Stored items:
--------------------------------------------------

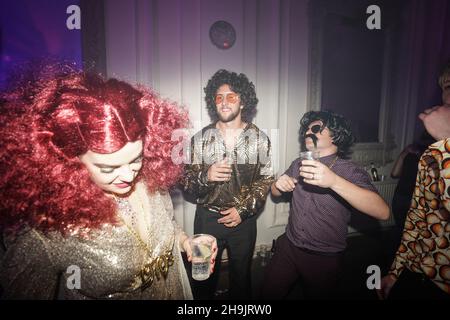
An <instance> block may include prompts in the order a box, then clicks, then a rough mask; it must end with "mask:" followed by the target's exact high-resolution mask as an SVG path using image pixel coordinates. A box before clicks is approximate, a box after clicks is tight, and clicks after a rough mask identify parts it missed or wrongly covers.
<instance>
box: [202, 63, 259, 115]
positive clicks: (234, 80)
mask: <svg viewBox="0 0 450 320" xmlns="http://www.w3.org/2000/svg"><path fill="white" fill-rule="evenodd" d="M224 84H227V85H229V86H230V89H231V90H232V91H234V92H236V93H238V94H239V96H240V98H241V103H242V105H243V106H244V108H243V109H242V120H244V121H245V122H251V120H252V118H253V116H254V115H255V112H256V105H257V104H258V98H256V92H255V85H254V84H253V82H250V81H249V80H248V78H247V76H246V75H245V74H243V73H240V74H237V73H236V72H230V71H227V70H224V69H221V70H219V71H217V72H216V73H215V74H214V75H213V76H212V78H211V79H210V80H209V81H208V84H207V85H206V87H205V88H204V91H205V95H206V96H205V101H206V108H207V109H208V113H209V115H210V117H211V119H212V120H213V121H217V119H218V116H217V109H216V103H215V96H216V92H217V90H218V89H219V88H220V87H221V86H222V85H224Z"/></svg>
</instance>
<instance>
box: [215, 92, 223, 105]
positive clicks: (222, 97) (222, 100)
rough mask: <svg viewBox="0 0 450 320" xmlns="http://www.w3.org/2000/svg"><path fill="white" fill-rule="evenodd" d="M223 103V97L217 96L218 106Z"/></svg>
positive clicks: (216, 102)
mask: <svg viewBox="0 0 450 320" xmlns="http://www.w3.org/2000/svg"><path fill="white" fill-rule="evenodd" d="M222 101H223V96H221V95H220V94H219V95H217V96H216V99H215V102H216V104H220V103H222Z"/></svg>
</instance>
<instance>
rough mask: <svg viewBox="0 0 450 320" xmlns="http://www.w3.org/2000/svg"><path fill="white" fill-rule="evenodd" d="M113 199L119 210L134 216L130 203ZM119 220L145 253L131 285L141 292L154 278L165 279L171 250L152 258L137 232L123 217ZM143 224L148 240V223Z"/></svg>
mask: <svg viewBox="0 0 450 320" xmlns="http://www.w3.org/2000/svg"><path fill="white" fill-rule="evenodd" d="M137 198H138V201H139V204H140V209H141V210H142V213H143V214H144V216H145V209H144V205H143V203H142V199H141V198H140V196H139V194H138V197H137ZM114 199H115V200H116V202H117V203H118V205H119V210H120V209H121V210H123V209H125V213H126V214H127V215H128V214H130V212H131V214H133V215H135V214H136V212H135V211H134V210H133V209H132V207H131V203H130V202H129V201H128V200H126V199H122V198H120V199H118V198H117V197H116V196H114ZM119 218H120V220H121V221H122V223H123V224H124V225H125V226H126V228H127V230H128V232H129V233H130V234H131V235H132V236H133V237H134V238H135V239H136V240H137V242H138V244H139V246H140V247H141V249H142V250H143V251H144V252H146V255H147V259H144V265H143V266H142V268H141V270H140V271H139V272H138V274H137V275H136V276H135V277H134V279H133V282H132V284H131V287H132V288H133V289H137V288H141V290H142V291H144V290H145V289H146V288H148V287H150V286H151V285H152V284H153V282H154V280H155V278H156V279H157V280H159V279H160V278H161V277H162V278H164V279H165V278H166V277H167V274H168V272H169V267H170V266H172V265H173V263H174V259H173V255H172V250H171V249H169V250H166V251H165V252H164V253H162V254H161V255H159V256H158V257H156V258H152V255H153V250H152V248H150V246H149V245H148V244H147V242H146V241H144V240H143V239H142V237H141V236H140V235H139V234H138V232H136V230H135V228H133V227H132V226H130V225H129V224H128V223H126V221H125V219H123V217H122V216H121V215H120V214H119ZM132 221H133V219H132ZM144 222H145V223H146V230H147V237H148V238H149V239H150V237H151V234H150V232H149V230H148V223H147V222H146V221H145V219H144Z"/></svg>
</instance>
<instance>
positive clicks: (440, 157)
mask: <svg viewBox="0 0 450 320" xmlns="http://www.w3.org/2000/svg"><path fill="white" fill-rule="evenodd" d="M449 243H450V138H447V139H445V140H441V141H438V142H436V143H434V144H432V145H431V146H429V147H428V149H427V150H426V151H425V153H424V154H423V155H422V157H421V158H420V162H419V171H418V174H417V179H416V187H415V189H414V194H413V198H412V200H411V207H410V209H409V211H408V215H407V217H406V222H405V227H404V229H403V236H402V242H401V244H400V247H399V248H398V250H397V253H396V256H395V260H394V262H393V264H392V266H391V269H390V271H389V273H390V274H391V275H393V276H395V277H397V278H398V277H399V276H400V274H401V272H402V271H403V269H404V268H408V269H409V270H411V271H413V272H418V273H424V274H425V275H427V276H428V277H429V278H430V279H431V280H432V281H433V282H434V283H435V284H436V285H437V286H438V287H439V288H441V289H442V290H444V291H445V292H447V293H449V294H450V245H449Z"/></svg>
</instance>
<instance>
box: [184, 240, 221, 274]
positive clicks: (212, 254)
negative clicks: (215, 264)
mask: <svg viewBox="0 0 450 320" xmlns="http://www.w3.org/2000/svg"><path fill="white" fill-rule="evenodd" d="M190 240H191V239H190V238H189V237H187V238H186V239H184V241H183V249H184V251H185V252H186V256H187V259H188V261H189V262H191V261H192V246H191V241H190ZM211 250H212V254H211V258H210V260H209V265H210V268H209V270H210V274H211V273H213V272H214V265H215V264H216V257H217V252H218V248H217V240H216V238H215V237H214V242H213V244H212V245H211Z"/></svg>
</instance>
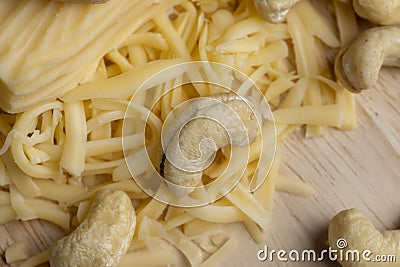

--------------------------------------------------

- Prompt -
What I need is every record written out exactly, minus the pictures.

- Answer below -
An <instance> block may include prompts in the order a box, then clicks, then a rough mask; it must end with "mask:" followed by the target's exact high-resolution mask as an SVG path using image pixel coordinates. A box before clicks is approximate, a box after clicks is tight, and clicks after a rough mask identify parts it missed or wrongly covers.
<instance>
box: [202, 63, 259, 115]
positive clicks: (234, 80)
mask: <svg viewBox="0 0 450 320" xmlns="http://www.w3.org/2000/svg"><path fill="white" fill-rule="evenodd" d="M224 84H227V85H229V86H230V89H231V90H232V91H234V92H236V93H238V94H239V96H240V98H241V103H242V105H243V106H244V108H243V109H242V120H244V121H245V122H251V120H252V118H253V116H254V115H255V112H256V105H257V104H258V98H256V92H255V85H254V84H253V82H250V81H249V80H248V78H247V76H246V75H245V74H243V73H240V74H237V73H236V72H230V71H227V70H224V69H221V70H219V71H217V72H216V73H215V74H214V75H213V76H212V78H211V79H210V80H209V81H208V84H207V85H206V87H205V88H204V91H205V95H206V96H205V101H206V108H207V109H208V113H209V115H210V117H211V119H212V120H213V121H217V119H218V116H217V109H216V103H215V96H216V92H217V90H218V89H219V88H220V87H221V86H222V85H224Z"/></svg>
</instance>
<instance>
box: [215, 92, 223, 105]
positive clicks: (222, 97) (222, 100)
rough mask: <svg viewBox="0 0 450 320" xmlns="http://www.w3.org/2000/svg"><path fill="white" fill-rule="evenodd" d="M223 103V97L217 96L218 106Z"/></svg>
positive clicks: (216, 102)
mask: <svg viewBox="0 0 450 320" xmlns="http://www.w3.org/2000/svg"><path fill="white" fill-rule="evenodd" d="M222 101H223V96H221V95H220V94H219V95H217V96H216V99H215V102H216V104H220V103H222Z"/></svg>
</instance>
<instance>
rough mask: <svg viewBox="0 0 450 320" xmlns="http://www.w3.org/2000/svg"><path fill="white" fill-rule="evenodd" d="M113 199L119 210L134 216L130 203ZM119 220L145 253L131 285L141 292L154 278L165 279L171 250L152 258L137 232L123 217ZM143 224L148 240V223Z"/></svg>
mask: <svg viewBox="0 0 450 320" xmlns="http://www.w3.org/2000/svg"><path fill="white" fill-rule="evenodd" d="M137 198H138V201H139V204H140V209H141V210H142V213H143V214H144V216H145V209H144V205H143V203H142V199H141V198H140V196H139V194H138V197H137ZM114 199H115V200H116V202H117V203H118V205H119V210H120V209H121V210H123V209H125V213H126V214H127V215H128V214H130V212H131V214H133V215H135V214H136V212H135V211H134V210H133V209H132V207H131V203H130V202H129V201H128V200H126V199H122V198H120V199H118V198H117V197H116V196H114ZM119 218H120V220H121V221H122V223H123V224H124V225H125V226H126V228H127V230H128V232H129V233H130V234H131V235H132V236H133V237H134V238H135V239H136V240H137V242H138V244H139V246H140V247H141V249H142V250H143V251H144V252H146V255H147V259H144V265H143V266H142V268H141V270H140V271H139V272H138V274H137V275H136V276H135V277H134V279H133V282H132V284H131V287H132V288H133V289H137V288H141V290H142V291H144V290H145V289H146V288H148V287H150V286H151V285H152V284H153V282H154V280H155V278H156V279H157V280H159V279H160V278H161V277H162V278H164V279H165V278H166V277H167V274H168V272H169V267H170V266H172V265H173V263H174V259H173V255H172V250H171V249H169V250H166V251H165V252H164V253H162V254H161V255H159V256H158V257H156V258H152V255H153V250H152V248H150V246H149V245H148V244H147V242H146V241H144V240H143V239H142V237H141V236H140V235H139V234H138V232H136V230H135V228H133V227H132V226H130V225H129V224H128V223H126V221H125V219H123V217H122V216H121V215H120V214H119ZM132 221H133V219H132ZM144 222H145V223H146V230H147V237H148V238H149V239H150V237H151V234H150V232H149V230H148V223H147V222H146V221H145V219H144Z"/></svg>
</instance>
<instance>
positive clicks: (440, 157)
mask: <svg viewBox="0 0 450 320" xmlns="http://www.w3.org/2000/svg"><path fill="white" fill-rule="evenodd" d="M449 243H450V138H447V139H445V140H441V141H438V142H436V143H434V144H432V145H431V146H429V147H428V149H427V150H426V151H425V153H424V154H423V155H422V157H421V158H420V162H419V171H418V174H417V179H416V187H415V189H414V194H413V198H412V200H411V207H410V209H409V211H408V215H407V217H406V222H405V227H404V229H403V236H402V242H401V244H400V247H399V248H398V250H397V253H396V256H395V260H394V262H393V264H392V266H391V269H390V271H389V273H390V274H391V275H393V276H395V277H397V278H398V277H399V276H400V274H401V272H402V271H403V269H404V268H408V269H409V270H411V271H413V272H418V273H424V274H425V275H427V276H428V277H429V278H430V279H431V280H432V281H433V282H434V283H435V284H436V285H437V286H438V287H439V288H441V289H442V290H444V291H445V292H447V293H449V294H450V245H449Z"/></svg>
</instance>
<instance>
box: [184, 240, 221, 274]
positive clicks: (212, 254)
negative clicks: (215, 264)
mask: <svg viewBox="0 0 450 320" xmlns="http://www.w3.org/2000/svg"><path fill="white" fill-rule="evenodd" d="M190 240H191V239H190V238H189V237H187V238H186V239H184V241H183V249H184V251H185V252H186V256H187V259H188V261H189V262H191V261H192V246H191V241H190ZM211 250H212V254H211V258H210V260H209V265H210V268H209V270H210V274H211V273H213V272H214V265H215V264H216V257H217V252H218V248H217V240H216V238H215V237H214V242H213V244H212V245H211Z"/></svg>
</instance>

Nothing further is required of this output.